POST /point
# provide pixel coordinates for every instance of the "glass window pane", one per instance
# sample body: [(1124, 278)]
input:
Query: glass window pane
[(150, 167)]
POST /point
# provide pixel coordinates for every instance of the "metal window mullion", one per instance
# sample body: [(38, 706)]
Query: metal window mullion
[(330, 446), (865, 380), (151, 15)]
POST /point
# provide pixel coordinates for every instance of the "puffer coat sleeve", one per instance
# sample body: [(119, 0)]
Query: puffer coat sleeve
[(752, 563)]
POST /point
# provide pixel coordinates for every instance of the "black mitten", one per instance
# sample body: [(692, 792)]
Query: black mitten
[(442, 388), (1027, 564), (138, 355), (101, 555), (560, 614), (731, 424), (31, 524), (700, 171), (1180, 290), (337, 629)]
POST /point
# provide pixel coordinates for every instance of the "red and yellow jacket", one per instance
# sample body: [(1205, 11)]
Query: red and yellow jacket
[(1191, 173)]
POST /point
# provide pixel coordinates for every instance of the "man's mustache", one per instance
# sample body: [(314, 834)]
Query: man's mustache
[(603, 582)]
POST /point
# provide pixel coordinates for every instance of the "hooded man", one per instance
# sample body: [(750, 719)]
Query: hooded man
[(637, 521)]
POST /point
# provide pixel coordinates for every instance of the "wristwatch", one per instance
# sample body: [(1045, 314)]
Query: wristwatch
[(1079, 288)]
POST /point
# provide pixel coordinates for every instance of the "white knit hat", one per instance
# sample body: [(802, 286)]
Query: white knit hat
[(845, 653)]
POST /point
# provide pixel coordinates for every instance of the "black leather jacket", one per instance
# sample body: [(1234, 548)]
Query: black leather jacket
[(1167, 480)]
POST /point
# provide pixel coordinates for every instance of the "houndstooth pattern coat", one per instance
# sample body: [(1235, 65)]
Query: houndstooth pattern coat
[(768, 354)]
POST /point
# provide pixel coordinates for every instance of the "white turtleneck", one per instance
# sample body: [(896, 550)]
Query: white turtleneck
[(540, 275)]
★ ★ ★ ★ ★
# EXERCISE BRIEF:
What do the records say? Quote them all exactly.

# EXERCISE OUTPUT:
POST /point
# provide pixel coordinates for every instance of the "glass window pane", one per instance
# sample body: [(1124, 278)]
input:
Query: glass window pane
[(150, 167)]
POST /point
# provide pixel coordinates for every instance of the "metal window mullion", one per instance
# sample body: [(38, 706)]
Query: metal window mullion
[(330, 446), (865, 380), (151, 15)]
POST /point
# provide pixel coordinates for every instance of the "puffer coat sleeve", one per instance
# sample body: [(119, 0)]
Query: puffer coat sleeve
[(752, 563)]
POST /point
# provide pixel coordinates for every instance of the "black mitten", one per instance
# sample body: [(692, 792)]
Query: black mitten
[(442, 388), (1027, 564), (138, 355), (101, 555), (560, 614), (731, 424), (31, 524), (700, 171), (1180, 290), (337, 629)]
POST /point
# provide pixel coordinates for every instance of the "red and yellow jacket", one per instance
# sample body: [(1205, 11)]
Query: red and yellow jacket
[(1191, 173)]
POST /point
# provide pixel coordinates for every instance of the "man's mustache", one per instance
# sample body: [(314, 834)]
Query: man's mustache
[(603, 582)]
POST /point
# provide pixel coordinates for every instance of the "hooded man", one per instance
# sample body: [(750, 719)]
Query: hooded man
[(637, 521)]
POST /point
# provide pixel coordinates for every instance of the "wristwatch", one per instance
# sample body: [(1045, 314)]
Query: wristwatch
[(1079, 288)]
POST /point
# provide pixel coordinates for every instance of the "white knit hat", one per instance
# sample body: [(802, 286)]
Query: white knit hat
[(845, 653)]
POST /point
# provide pixel coordinates for every instance of the "black leather jacket", one per instance
# sample body: [(1234, 548)]
Query: black leather jacket
[(1167, 480)]
POST /point
# provide pixel coordinates for every instance of the "houndstooth pattern coat", one per instance
# sample body: [(1235, 65)]
Query: houndstooth pattern coat
[(768, 354)]
POST /point
# provide pixel coordinates for every instance of the "white turtleneck", one per instance
# sample body: [(896, 550)]
Query: white turtleneck
[(540, 275)]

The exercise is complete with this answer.